◆ TASK DESCRIPTION: Rewrite the rows below, putting "bell tower" wherever "tower spire" appears and keeping everything else unchanged.

◆ INFORMATION PROVIDED:

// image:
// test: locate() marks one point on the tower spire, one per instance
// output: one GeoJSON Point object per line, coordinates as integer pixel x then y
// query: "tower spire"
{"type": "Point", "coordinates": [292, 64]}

◆ SOLVED PROBLEM:
// image:
// test: locate() marks one point on the bell tower, one per instance
// output: one GeoJSON Point object per line, coordinates as integer pixel x then y
// query: "bell tower"
{"type": "Point", "coordinates": [292, 64]}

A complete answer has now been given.